▸ PROBLEM DETAILS:
Each record needs to be transcribed word for word, though without its pictures.

___ THE RECORDS ___

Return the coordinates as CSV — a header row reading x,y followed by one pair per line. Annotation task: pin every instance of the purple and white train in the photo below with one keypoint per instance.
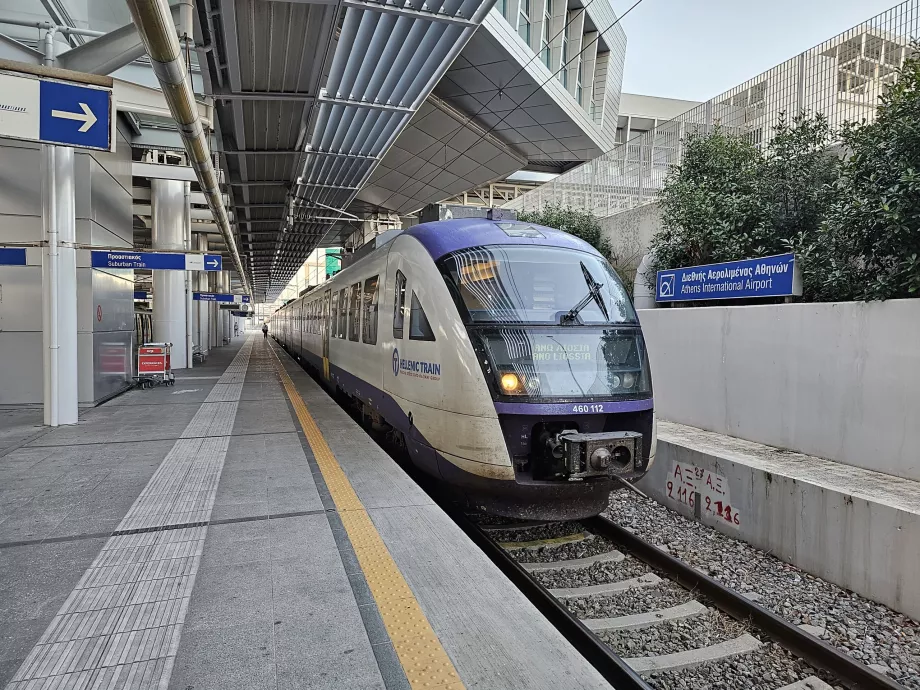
x,y
506,356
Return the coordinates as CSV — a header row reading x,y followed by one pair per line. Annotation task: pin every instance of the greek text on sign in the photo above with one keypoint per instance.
x,y
771,276
687,484
163,261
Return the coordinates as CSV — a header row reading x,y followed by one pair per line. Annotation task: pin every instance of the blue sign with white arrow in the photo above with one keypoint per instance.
x,y
220,297
213,262
12,256
156,261
771,276
75,115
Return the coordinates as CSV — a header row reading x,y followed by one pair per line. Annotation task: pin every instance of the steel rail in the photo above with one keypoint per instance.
x,y
850,672
614,670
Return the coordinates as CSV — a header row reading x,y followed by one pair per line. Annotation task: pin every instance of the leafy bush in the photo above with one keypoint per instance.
x,y
583,224
870,247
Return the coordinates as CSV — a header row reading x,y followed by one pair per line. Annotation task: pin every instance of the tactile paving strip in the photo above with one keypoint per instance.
x,y
120,627
420,652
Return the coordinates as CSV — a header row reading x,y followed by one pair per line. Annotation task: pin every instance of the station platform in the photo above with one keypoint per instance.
x,y
239,530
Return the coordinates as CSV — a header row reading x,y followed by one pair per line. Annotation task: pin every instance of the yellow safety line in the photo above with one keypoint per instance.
x,y
419,650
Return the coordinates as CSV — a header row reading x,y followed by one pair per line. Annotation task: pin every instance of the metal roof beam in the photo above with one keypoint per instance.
x,y
341,154
370,105
264,152
222,95
408,12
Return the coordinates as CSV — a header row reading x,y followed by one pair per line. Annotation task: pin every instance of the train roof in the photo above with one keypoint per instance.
x,y
444,236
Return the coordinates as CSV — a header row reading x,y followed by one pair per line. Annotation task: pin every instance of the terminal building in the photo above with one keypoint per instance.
x,y
841,78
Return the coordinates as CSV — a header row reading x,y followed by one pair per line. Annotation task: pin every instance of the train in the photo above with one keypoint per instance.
x,y
505,357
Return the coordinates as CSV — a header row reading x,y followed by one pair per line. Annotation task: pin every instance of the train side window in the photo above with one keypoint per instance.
x,y
370,311
354,313
335,315
399,308
419,328
343,313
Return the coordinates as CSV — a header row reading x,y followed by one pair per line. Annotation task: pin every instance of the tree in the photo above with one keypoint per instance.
x,y
729,201
711,210
870,245
575,221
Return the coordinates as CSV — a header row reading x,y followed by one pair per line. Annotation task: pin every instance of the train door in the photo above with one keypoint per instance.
x,y
325,332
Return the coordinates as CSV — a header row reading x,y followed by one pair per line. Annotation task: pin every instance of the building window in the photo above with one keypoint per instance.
x,y
547,17
524,21
370,311
354,313
399,305
578,90
564,72
419,328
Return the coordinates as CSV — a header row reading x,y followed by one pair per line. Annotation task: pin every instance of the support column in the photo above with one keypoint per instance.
x,y
213,310
204,331
169,304
59,286
189,276
225,313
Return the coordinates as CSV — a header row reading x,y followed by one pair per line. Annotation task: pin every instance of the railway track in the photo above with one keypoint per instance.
x,y
645,619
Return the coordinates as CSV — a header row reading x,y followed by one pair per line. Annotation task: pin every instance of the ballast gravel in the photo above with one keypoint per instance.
x,y
599,573
870,632
663,595
768,668
549,531
564,551
709,628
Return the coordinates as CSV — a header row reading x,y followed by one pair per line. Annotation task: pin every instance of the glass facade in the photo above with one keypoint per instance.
x,y
524,21
841,78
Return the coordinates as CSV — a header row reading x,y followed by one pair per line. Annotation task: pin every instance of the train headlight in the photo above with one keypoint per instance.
x,y
510,382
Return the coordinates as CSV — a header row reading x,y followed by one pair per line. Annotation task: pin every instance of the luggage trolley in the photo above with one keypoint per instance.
x,y
154,366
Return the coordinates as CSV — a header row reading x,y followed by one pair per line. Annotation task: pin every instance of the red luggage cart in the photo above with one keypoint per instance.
x,y
154,366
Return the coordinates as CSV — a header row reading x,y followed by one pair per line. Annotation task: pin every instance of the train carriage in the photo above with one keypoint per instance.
x,y
506,356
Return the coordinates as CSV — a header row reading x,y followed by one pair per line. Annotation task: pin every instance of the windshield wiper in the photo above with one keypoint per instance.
x,y
594,293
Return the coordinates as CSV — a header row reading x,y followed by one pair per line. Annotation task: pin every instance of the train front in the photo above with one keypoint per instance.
x,y
562,353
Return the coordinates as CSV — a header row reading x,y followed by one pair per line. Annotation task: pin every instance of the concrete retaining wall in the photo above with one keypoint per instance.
x,y
838,381
855,528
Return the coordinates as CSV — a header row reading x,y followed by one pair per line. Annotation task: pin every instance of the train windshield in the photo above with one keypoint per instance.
x,y
535,285
564,363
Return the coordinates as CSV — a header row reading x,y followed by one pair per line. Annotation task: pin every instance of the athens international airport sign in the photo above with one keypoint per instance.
x,y
770,276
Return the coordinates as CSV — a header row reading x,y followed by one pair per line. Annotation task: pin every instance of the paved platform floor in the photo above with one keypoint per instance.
x,y
197,537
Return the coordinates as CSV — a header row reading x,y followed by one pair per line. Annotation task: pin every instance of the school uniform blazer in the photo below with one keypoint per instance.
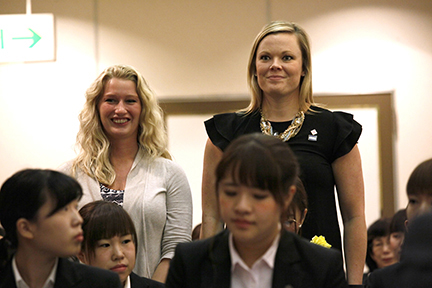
x,y
298,263
141,282
70,274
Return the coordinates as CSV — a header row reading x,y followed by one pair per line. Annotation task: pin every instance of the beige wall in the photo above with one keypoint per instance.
x,y
200,48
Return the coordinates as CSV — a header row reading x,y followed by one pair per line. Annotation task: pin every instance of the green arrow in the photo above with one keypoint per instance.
x,y
35,38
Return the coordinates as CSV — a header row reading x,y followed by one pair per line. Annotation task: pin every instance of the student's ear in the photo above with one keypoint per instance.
x,y
82,257
24,228
290,196
303,216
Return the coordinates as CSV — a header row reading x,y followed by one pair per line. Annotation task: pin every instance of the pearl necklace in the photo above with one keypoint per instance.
x,y
290,132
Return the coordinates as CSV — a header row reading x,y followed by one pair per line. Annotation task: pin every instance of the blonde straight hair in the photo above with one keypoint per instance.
x,y
305,97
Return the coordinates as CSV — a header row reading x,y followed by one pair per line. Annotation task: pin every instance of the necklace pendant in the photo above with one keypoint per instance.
x,y
290,132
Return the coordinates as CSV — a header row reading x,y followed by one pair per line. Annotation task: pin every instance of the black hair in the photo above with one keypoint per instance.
x,y
379,228
262,162
420,180
104,220
397,223
25,192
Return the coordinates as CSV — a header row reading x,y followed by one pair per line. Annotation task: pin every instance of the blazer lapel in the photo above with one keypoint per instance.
x,y
286,273
220,261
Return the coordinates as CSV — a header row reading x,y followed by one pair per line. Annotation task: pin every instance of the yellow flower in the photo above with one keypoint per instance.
x,y
320,241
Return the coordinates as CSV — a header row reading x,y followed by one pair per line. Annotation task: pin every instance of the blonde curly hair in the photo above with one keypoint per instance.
x,y
94,146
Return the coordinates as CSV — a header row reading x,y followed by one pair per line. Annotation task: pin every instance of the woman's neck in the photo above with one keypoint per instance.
x,y
280,109
123,150
34,266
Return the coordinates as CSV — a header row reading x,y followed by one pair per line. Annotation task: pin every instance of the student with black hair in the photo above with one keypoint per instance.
x,y
38,210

___

▸ OUTPUT:
Return the coordinates as CSV — a header row reading x,y followed by one pair per line. Annotation task: pin every instance of the purple and white train in the photo below with one keypoint per instance.
x,y
506,356
Return the coordinates as CSV — a header row reading x,y followed by one pair per line. Annotation task: pin every instance of the greek text on sign in the photo above with one keypoint per instance.
x,y
771,276
687,484
163,261
Return the coordinates as CSV — a header row reading x,y followed by one pair per line. Annotation task: pin every instance of the blue sign with white arrow in the photo above with one keypoint per instance.
x,y
220,297
213,262
12,256
156,261
771,276
75,115
Return the coordinates as CSV — a header row reading x,y followed by one pair per line. Annotation task: pin every instance of the steel rail in the photo above with one keypoint per instance.
x,y
850,672
614,670
Return the coordinates as CSV — a header row reading x,y followed by one pair per line. Annotation task: pin every instance of the leafy bush in the photo above with one keypoint per instance.
x,y
583,224
870,247
Return the coordinates as CSV — a header row reading x,y followed by one pair per line. Annotation task: pin every instance of the tactile paving strip in the photo above with one keypoint per instance.
x,y
120,627
420,652
Return the coordinates as CSV — a header row reading x,y followed by one pair per line. Annotation task: pin every instance of the station platform in the photo above with one keypoint per instance.
x,y
239,530
Return the coordinates as CSV — a header row reading x,y followed by one pair per line. Annotation task: pin every instance of the yellow safety line in the photo above with one keypoint per instance.
x,y
419,650
Return the coordinates as CSV — a header row reading x,y followed by one pair per line. Annotation task: pin every instance of the metal roof beam in the photo above with one keypoint per instance.
x,y
341,154
370,105
264,152
222,95
408,12
Return the coordinates as CSV — a header row reading x,y followed by one pair per line. Annotation task: pin every instance of the train roof in the photo above with one keypoint per instance.
x,y
444,236
Return the coordinates as CSV — a header row reading x,y followed by one pair per line. Annotation task: pin every instance of the terminal building in the photo above with one keypoint per instance.
x,y
841,78
Return the coordinates as CSV — a header row reading x,y followed by one pair per line. Annotation task: pin every instance of the train in the photo above with one keypoint per instance.
x,y
505,357
Return the coordinates as CSV — a header row reading x,y followed by one pair per line. Annotation task: pin every instance of the train side window in the photo above with one keypoint per instance.
x,y
370,311
354,313
335,315
399,308
419,328
343,313
Return the coordinates as CSV — a header row reading x,y followed by one pair per line. Annotation task: pin every instance of the tree in the photo above with one keypoint per instance.
x,y
729,201
711,210
870,245
575,221
Return the coordinates as CSV — a header row reading x,y followed by one pair per line. Annotation task: pin every instance of the train door in the photo above with one keypoint per instance.
x,y
325,332
Return the coordinates as CSV — a header row reading x,y followed by one pair per line. Annotation task: pin every instance of the building window in the photo above with one keypoint per instance.
x,y
547,17
524,21
370,311
354,313
399,305
578,90
564,72
419,328
Return the coordinates as CSV — a header row reading x,y followed by one pair per line. Annotation task: pin every instance of the support column in the photo above with one keypoint per instance.
x,y
213,310
204,331
169,304
59,286
189,276
225,313
Return the coordinates as CSV — a header row reading x,y followed by one pair per line. Annotation task: pin every instance of the railway track in the photo above with one keypoint per instance.
x,y
645,619
Return the coordinates as CSV — a header row reading x,y followed by one pair per line. Annotation task: pin every instance of the ballast gravel in the photo above with one keypoint per instance.
x,y
599,573
870,632
663,595
768,668
549,531
564,551
709,628
Return the coordinates as CSV — a header row reading x,y followed by one pair per line. Annotation task: pin every instance of the glass facade in the photo above with one keypoint per instance.
x,y
524,21
841,78
Return the coordinates as CSV — a header row reading x,y followed by one pair per line. Annotation task: pin every instance of the train headlight in the photo above with one keypoint per instance.
x,y
510,382
Return the coordinates as CSV — a header row reading x,y followed by one pair per line. Annotation task: pin every instance of the luggage trolley in the photo above with one keypoint per instance.
x,y
154,366
Return the coordinates as CSV — a header row reading x,y followed by one pair per line. Annotation task: pin every instance of the red luggage cart in the photo above with one keypoint per instance.
x,y
154,366
Return the coordinates as CSV — a header row reading x,y followed by one pair per line. Annotation task: pin every instance of the train carriage in the photo above with one keypoint per instance.
x,y
506,356
Return the coordinates as CSV — a header row reading x,y followed by one pair per line. Annotation task: pin every instance of the windshield wiper in the photo above with one keypoint per instance.
x,y
594,293
Return the coordinates as CSV — a header row reading x,y followed by one pair per line. Annotation task: pin every instance of the train front in the photo above with one keypoint per instance.
x,y
562,353
Return the coordinates as CSV — a header row reading x,y followed by one pair per line. Annotation task: pin every instance of the concrete retaining wall in the photo above with one keypoint per instance.
x,y
838,381
855,528
Return the coordinates as CSV — a header row reading x,y followed by one pair per line. Annotation task: pin every instance of the train windshield in the photo above with one keypoint per instance.
x,y
535,285
564,363
Return the coordinates as CSV — a header row reading x,y followed by one pair per line. Annotation task: pin every instance of the athens international airport sign in the photo above with one keypoint per instance.
x,y
770,276
Return the coordinates as CSV — a header row reading x,y followed by one pair per line. Annotation task: pin every instance of the paved platform floor in the photo above with one keypoint per instance.
x,y
197,537
Return the coordinates as CSV — a header row reading x,y followed by one pair per line. Annotation task: pin every instance of the school uniform blazer in the photo below with one keypoint per instance.
x,y
298,263
141,282
70,274
Return the coordinates as CSV — a header row reading x,y followed by one pair per line. Annotation task: pin every instance of the beige wall in the photo above with one keypoint per instance.
x,y
200,48
Return the coordinates as CSV — a header row reading x,y followed by one pair per line. Annotation task: pin every instance of the green arrow in the photo above with one keypoint per instance.
x,y
35,38
Return the coordinates as CSV — a header row reading x,y followed by one pair per line. Annotation task: pin every instance of the student's ear in the photo above with one keypoint per instance.
x,y
82,257
24,228
290,196
303,216
Return the coordinates as CSV — a header row reading x,y followed by one pair per line. Annotation task: pin every instance of the pearl necklace in the photo above with one keypoint per instance.
x,y
290,132
Return the coordinates as CSV — a header row reading x,y followed by one pair per line. Annotation task: pin every instance of the blonde straight hair in the photo above with one keypoint per instance.
x,y
305,97
Return the coordinates as CSV — a header row reading x,y followed by one pair per line. Annotation task: pin every instance of the necklace pendant in the photo above with one keypoint per instance.
x,y
290,132
Return the coordinates as CSV — a header row reading x,y followed by one pair per line. Annotation task: pin every instance of the black hair in the photo above with one keypoint per instance.
x,y
379,228
262,162
420,180
104,220
397,223
25,192
Return the coordinates as CSV — a header row reading x,y followed by one pair per line. Annotation task: pin every instance of the blazer lapel in the photo above with one keypoint per instance.
x,y
286,273
220,261
Return the coordinates as CSV — a header row reading x,y followed by one pair per line. Annotation task: pin every instance of the yellow flower in the photo above with one keypoint per instance.
x,y
320,241
Return the coordinates as CSV — a header row reading x,y followed by one pair per line. Annotation task: pin every instance of the blonde curly hair in the photo above with one keypoint per instance.
x,y
94,146
Return the coordinates as CSV — a header row reading x,y followed by one pair per line. Annotation task: pin every instance of the woman's neck in the photo above with one keypoint per instance.
x,y
280,109
123,150
34,266
Return the coordinates as CSV — a header row reading x,y followed by one pair per line. Annotation task: pin every instance of the student with black hair in the photo above with one keypoint per instance.
x,y
38,210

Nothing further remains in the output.